▶ **DATASET**
**********
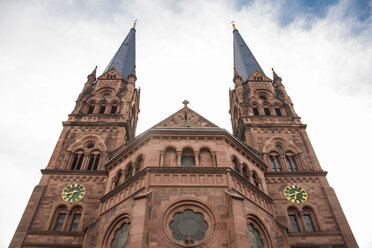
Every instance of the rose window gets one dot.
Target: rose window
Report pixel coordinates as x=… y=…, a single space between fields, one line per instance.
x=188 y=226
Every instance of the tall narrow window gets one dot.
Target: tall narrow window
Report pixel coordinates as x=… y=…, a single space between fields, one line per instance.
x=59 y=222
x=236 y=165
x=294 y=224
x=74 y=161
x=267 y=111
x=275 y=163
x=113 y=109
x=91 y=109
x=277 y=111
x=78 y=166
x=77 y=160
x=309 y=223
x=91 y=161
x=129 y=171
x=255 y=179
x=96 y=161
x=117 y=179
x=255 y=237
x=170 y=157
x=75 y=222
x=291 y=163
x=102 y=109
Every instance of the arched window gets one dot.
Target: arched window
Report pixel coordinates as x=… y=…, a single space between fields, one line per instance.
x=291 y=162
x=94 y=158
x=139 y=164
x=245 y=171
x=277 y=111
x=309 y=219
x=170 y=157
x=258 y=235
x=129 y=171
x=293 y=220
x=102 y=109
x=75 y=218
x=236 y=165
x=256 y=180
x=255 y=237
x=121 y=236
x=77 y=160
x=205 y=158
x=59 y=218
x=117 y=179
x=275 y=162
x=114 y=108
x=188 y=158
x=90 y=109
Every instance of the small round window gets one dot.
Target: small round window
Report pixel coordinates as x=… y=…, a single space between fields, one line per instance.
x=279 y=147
**********
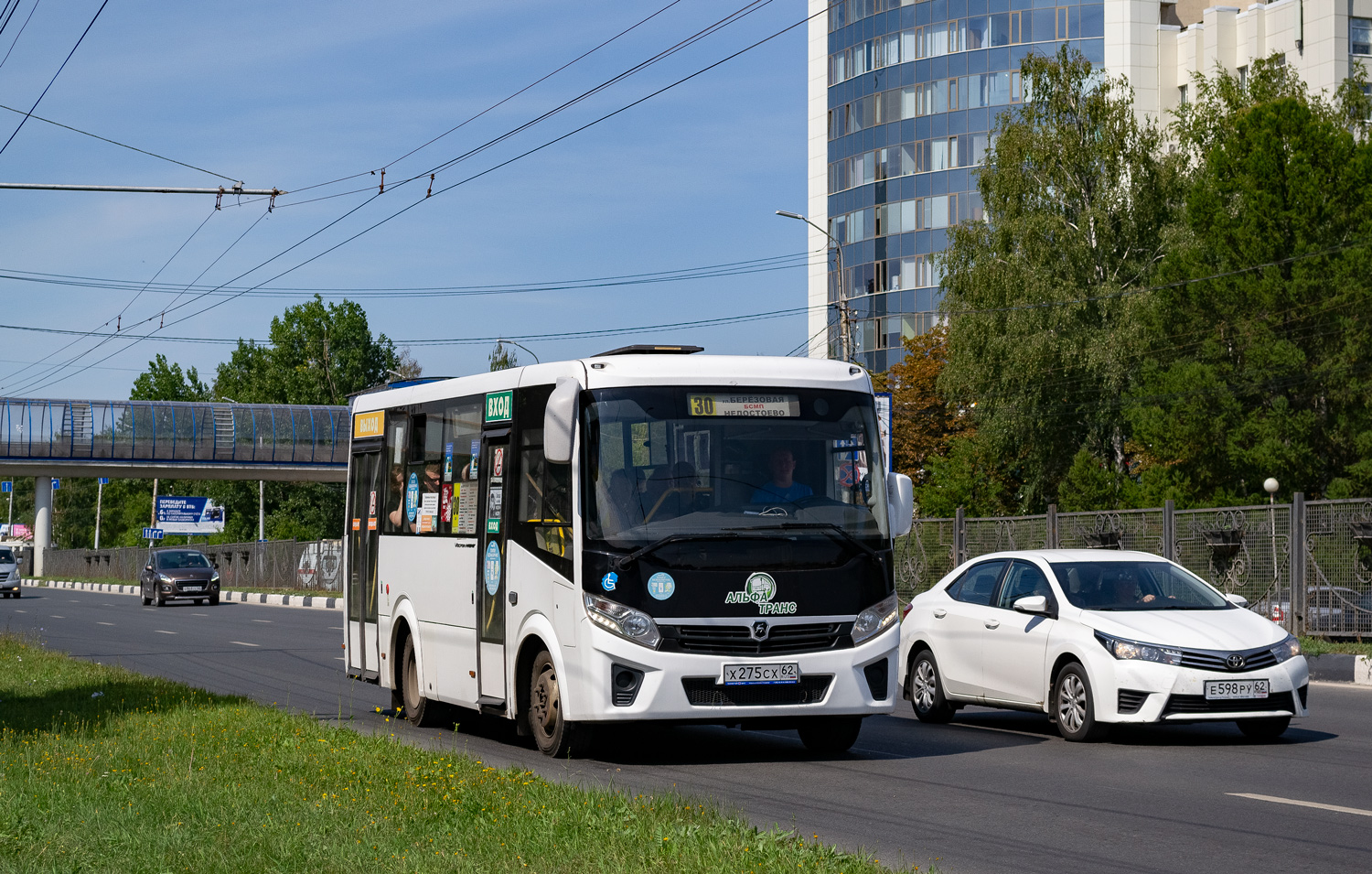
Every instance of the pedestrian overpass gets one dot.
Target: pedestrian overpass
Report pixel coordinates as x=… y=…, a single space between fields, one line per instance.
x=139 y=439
**********
▶ **EXERCISE BRIEF**
Among the lines of the preceding data, which ones hold the word "small"? List them.

▶ **SOLVED PROBLEM**
Every instance of the small round window gets one dot.
Target: small round window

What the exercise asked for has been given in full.